Consigne:
Prolongez le portrait de Paul Minthe ci-dessous en reprenant juste après sa dernière phrase.

Publié le 11/02/2020

Paul Minthe, acteur aux multiples facettes

PAUL MINTHE

Portrait de Paul Minthe, acteur aux multiples facettes, à l'occasion de sa représentation du Misanthrope aux côtés de Lambert Wilson .

Un Misanthrope d’anthologie

À la fin de la représentation de cet admirable Misanthrope nominé deux fois aux Molières 2019, la virtuosité des acteurs, la génialité de la mise en scène signée Peter Stein, la sobriété des décors, la beauté des costumes, ont eu raison de la quiétude de cette magnifique salle du théâtre Axel Toursky en ce 1er février 2020.

Un déchainement d’applaudissements traduisant la joie, le bonheur, intense, la fougue, des bravos et des rappels, ont salué la fin du spectacle. Époustouflant !

Et quel professionnalisme ! Enfin la langue de Molière !...celle dont on se délecte, fabuleusement énoncée, restituée dans toute sa beauté, savourée, mise en bouche et en oreille avec gourmandise. Molière, interprété à la perfection, sans en faire trop, ni trop peu, laissant la place au langage avec extase. Éblouissant de talent, Lambert Wilson Alceste fougueux, élégant, magistral, est littéralement habité. De Jean-Pierre Malo, formidable Philinte, à Dimitri Viau et Jean-François Lapalus, en passant par Hervé Briaux, Brigitte Catillon, Manon Combes, Pauline Cheviller, Léo Dussolier, Patrice Dozier et Paul Minthe, la troupe en son entier ressuscite Molière.

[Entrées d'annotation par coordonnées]
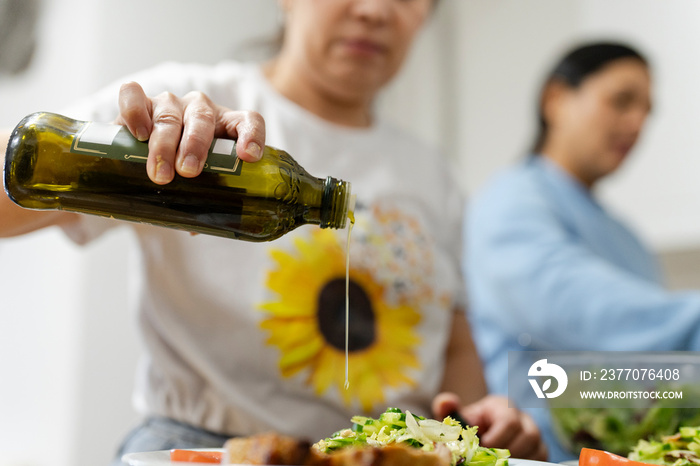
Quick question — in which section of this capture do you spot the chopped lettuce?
[628,427,700,466]
[315,408,510,466]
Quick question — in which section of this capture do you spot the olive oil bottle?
[4,113,354,241]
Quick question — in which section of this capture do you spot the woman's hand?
[433,392,547,461]
[116,82,265,184]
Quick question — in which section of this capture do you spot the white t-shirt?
[60,63,465,440]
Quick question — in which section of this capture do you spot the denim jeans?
[111,417,232,466]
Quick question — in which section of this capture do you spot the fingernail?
[155,157,173,184]
[136,126,148,142]
[245,142,262,160]
[180,154,200,176]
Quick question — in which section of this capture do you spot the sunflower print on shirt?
[259,206,434,412]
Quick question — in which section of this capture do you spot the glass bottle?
[4,113,354,241]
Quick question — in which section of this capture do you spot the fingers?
[116,82,265,184]
[509,413,547,461]
[146,93,184,184]
[175,92,217,178]
[117,82,153,141]
[216,110,265,162]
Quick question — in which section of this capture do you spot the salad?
[314,408,510,466]
[551,400,700,455]
[628,427,700,466]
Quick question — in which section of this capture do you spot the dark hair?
[532,42,649,154]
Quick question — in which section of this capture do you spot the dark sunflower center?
[318,278,376,351]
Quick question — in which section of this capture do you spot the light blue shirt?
[464,156,700,461]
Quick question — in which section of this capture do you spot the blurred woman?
[465,43,700,461]
[0,0,545,459]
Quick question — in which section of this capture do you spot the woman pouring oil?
[0,0,545,459]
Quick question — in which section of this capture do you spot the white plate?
[122,448,558,466]
[122,448,224,466]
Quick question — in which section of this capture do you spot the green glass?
[4,113,353,241]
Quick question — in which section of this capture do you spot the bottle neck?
[320,176,354,229]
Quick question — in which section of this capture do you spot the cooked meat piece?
[224,433,311,465]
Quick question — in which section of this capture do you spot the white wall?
[0,0,700,466]
[432,0,700,250]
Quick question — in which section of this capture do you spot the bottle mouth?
[320,176,355,229]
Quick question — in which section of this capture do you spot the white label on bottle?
[211,139,236,155]
[80,122,122,146]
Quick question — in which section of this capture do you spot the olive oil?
[4,113,352,241]
[345,210,355,390]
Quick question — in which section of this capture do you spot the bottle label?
[71,122,243,175]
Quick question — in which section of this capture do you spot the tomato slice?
[170,450,223,464]
[578,448,649,466]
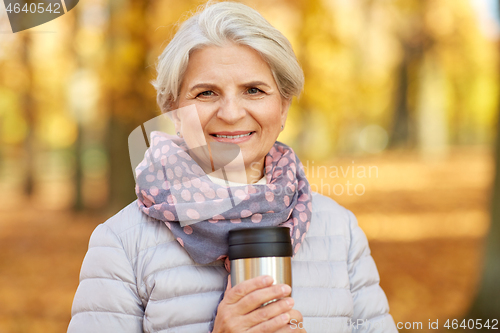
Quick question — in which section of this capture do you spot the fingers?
[274,309,305,333]
[247,300,290,333]
[248,297,294,332]
[240,284,292,314]
[224,275,273,304]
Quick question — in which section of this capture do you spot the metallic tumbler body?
[228,227,293,306]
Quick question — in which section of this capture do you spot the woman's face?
[174,44,290,182]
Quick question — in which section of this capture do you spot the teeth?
[215,132,252,139]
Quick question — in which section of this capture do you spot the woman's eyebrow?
[189,81,271,91]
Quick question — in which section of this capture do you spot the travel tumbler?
[228,227,293,306]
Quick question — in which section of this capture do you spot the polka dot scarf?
[135,132,312,264]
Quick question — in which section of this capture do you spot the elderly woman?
[68,2,397,333]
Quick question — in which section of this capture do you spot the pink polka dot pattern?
[186,208,200,220]
[163,210,175,221]
[251,214,262,223]
[183,225,193,235]
[149,186,159,197]
[241,209,252,218]
[135,132,312,264]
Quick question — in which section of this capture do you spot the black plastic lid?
[228,227,292,246]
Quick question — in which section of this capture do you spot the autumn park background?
[0,0,500,333]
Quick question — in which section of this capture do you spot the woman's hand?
[212,275,296,333]
[276,309,307,333]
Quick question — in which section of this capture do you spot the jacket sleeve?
[68,224,144,333]
[347,211,398,333]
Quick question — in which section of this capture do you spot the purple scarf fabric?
[135,132,312,327]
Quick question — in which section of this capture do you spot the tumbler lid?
[228,227,291,246]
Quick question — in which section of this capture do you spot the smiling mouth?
[210,131,255,139]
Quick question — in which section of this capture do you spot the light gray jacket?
[68,193,397,333]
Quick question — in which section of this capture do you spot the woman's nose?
[217,97,246,124]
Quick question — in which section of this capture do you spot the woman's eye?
[247,88,261,95]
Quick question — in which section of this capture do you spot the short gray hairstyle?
[151,1,304,112]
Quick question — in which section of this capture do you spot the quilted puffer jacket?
[68,193,397,333]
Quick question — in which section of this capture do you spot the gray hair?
[151,1,304,112]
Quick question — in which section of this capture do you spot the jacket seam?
[141,260,224,288]
[72,310,143,320]
[80,276,135,285]
[148,290,223,303]
[100,224,142,304]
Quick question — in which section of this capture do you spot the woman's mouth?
[210,131,255,143]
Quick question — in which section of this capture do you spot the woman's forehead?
[185,44,274,86]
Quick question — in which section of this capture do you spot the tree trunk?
[21,33,35,197]
[465,1,500,322]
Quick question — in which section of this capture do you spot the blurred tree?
[104,0,157,211]
[20,32,36,196]
[465,1,500,316]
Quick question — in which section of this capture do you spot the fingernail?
[281,284,292,295]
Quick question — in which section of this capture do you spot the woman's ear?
[167,109,182,133]
[281,97,292,126]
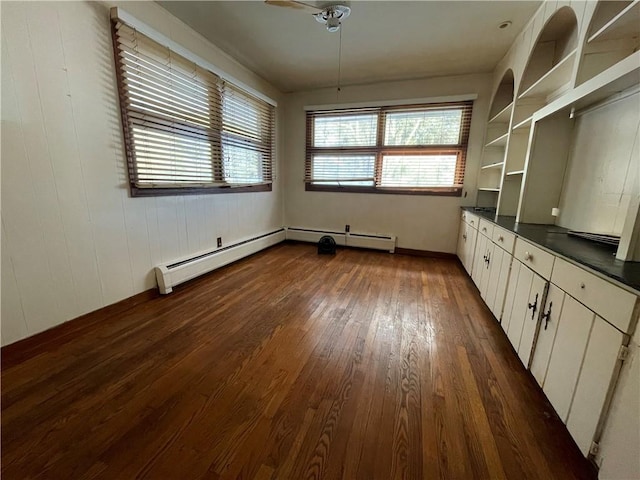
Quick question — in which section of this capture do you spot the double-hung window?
[305,102,473,195]
[113,19,275,196]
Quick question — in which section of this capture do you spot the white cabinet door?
[567,317,624,456]
[485,243,512,320]
[507,265,533,352]
[500,260,524,334]
[465,225,478,275]
[471,234,488,289]
[542,295,595,423]
[518,273,547,367]
[456,219,469,272]
[484,243,506,312]
[478,239,498,305]
[489,246,513,320]
[531,284,565,386]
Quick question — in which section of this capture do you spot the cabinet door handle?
[529,293,538,320]
[542,302,553,330]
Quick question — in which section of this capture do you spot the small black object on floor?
[318,235,336,255]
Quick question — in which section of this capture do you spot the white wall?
[1,2,283,345]
[557,93,640,235]
[599,329,640,480]
[284,74,491,253]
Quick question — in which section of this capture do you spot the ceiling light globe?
[327,17,340,32]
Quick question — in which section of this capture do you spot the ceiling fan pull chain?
[336,28,342,100]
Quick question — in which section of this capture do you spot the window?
[113,20,275,196]
[305,102,473,195]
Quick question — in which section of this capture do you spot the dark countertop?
[462,207,640,293]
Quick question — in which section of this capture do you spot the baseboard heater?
[155,228,286,294]
[285,227,396,253]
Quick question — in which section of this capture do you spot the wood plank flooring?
[2,244,595,480]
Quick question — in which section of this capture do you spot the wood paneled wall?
[1,2,283,345]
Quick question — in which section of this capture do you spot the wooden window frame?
[304,101,473,197]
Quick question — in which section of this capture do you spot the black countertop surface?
[463,207,640,292]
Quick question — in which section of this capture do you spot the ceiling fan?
[265,0,351,32]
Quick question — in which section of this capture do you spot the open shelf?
[518,49,577,99]
[489,101,516,123]
[535,51,640,120]
[587,0,640,43]
[485,133,509,147]
[481,162,504,170]
[512,115,533,131]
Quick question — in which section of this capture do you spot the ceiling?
[158,0,541,92]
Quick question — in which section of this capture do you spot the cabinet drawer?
[551,258,637,332]
[513,238,555,280]
[462,212,480,230]
[491,226,516,253]
[478,218,494,238]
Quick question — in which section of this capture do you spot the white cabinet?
[484,243,513,320]
[542,295,595,422]
[531,284,628,455]
[471,227,491,290]
[457,212,477,275]
[567,317,625,455]
[502,260,547,367]
[531,283,565,386]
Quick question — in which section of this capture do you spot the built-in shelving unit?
[518,49,576,99]
[485,133,509,147]
[576,0,640,85]
[498,7,578,216]
[511,115,533,131]
[463,0,640,470]
[489,102,513,123]
[482,162,504,170]
[587,0,640,43]
[500,0,640,261]
[476,70,514,208]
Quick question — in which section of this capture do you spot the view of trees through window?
[305,102,471,193]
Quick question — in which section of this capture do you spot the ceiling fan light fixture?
[314,5,351,32]
[327,17,340,32]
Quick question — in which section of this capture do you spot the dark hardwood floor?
[2,244,594,480]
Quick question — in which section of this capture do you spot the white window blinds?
[113,19,275,195]
[305,102,473,195]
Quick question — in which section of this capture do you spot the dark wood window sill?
[305,182,462,197]
[130,183,273,197]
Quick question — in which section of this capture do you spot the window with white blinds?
[305,102,473,195]
[112,19,275,196]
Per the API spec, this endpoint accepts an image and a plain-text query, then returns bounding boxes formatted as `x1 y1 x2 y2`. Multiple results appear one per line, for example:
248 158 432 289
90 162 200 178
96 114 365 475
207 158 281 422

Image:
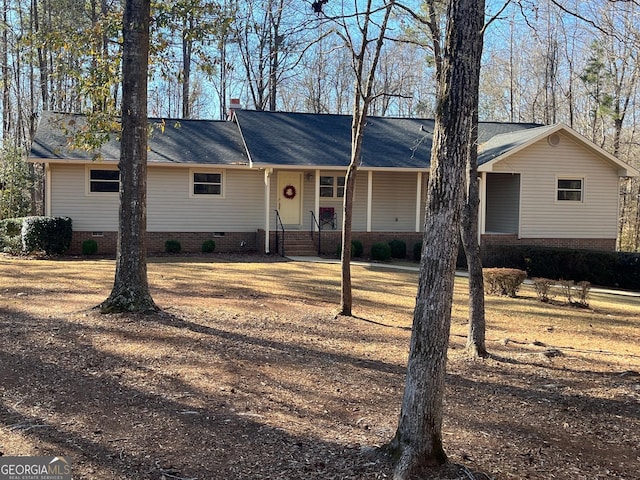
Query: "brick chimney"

Résultat:
Nous avons voulu rencontrer Paul Minthe, extraordinaire acteur, qui joue l’un des deux marquis prétendants de Célimène. Si le comique du personnage est accentué par la différence de taille entre les deux marquis -Léo Dussolier, grand à l’allure dégingandée, Paul Minthe, petit- l’acteur éclate dans ce rôle. Artiste, interprète, Paul Minthe poursuit avec passion une brillante carrière au théâtre, mais également au cinéma et à la télévision.

« La fiction soutient le réel » (Paul Minthe)

Projecteur TV-Danielle Dufour Verna : Paul Minthe, vous êtes acteur, réalisateur, metteur en scène…
Paul Minthe : Je viens d’écrire un livre

Projecteur TV - DDV : Qui s’appelle ?
Paul Minthe : ‘La promesse de Samothrace’ paru aux Editions des Lettres mouchetées. C’est un livre qui parle du conflit entre le réel et l’imaginaire, le propre de l’acteur. Le personnage est réel. Le lieu de théâtre comme fiction. C’est une histoire qui s’articule un peu autour du Misanthrope.

Projecteur TV- DDV : Vous avez étudié les auteurs anciens ?
Paul Minthe : Oui, je suis très passionné par la mythologie, l’histoire ancienne, l’art, L’histoire tout court. Que se racontait Néandertal quand il voyait la foudre tomber etc. Cela m’amuse beaucoup. On est les enfants de l’histoire et on nous reproche beaucoup de raconter des histoires.

"L’acteur attend qu’on l’appelle, l’écrivain fait tout seul"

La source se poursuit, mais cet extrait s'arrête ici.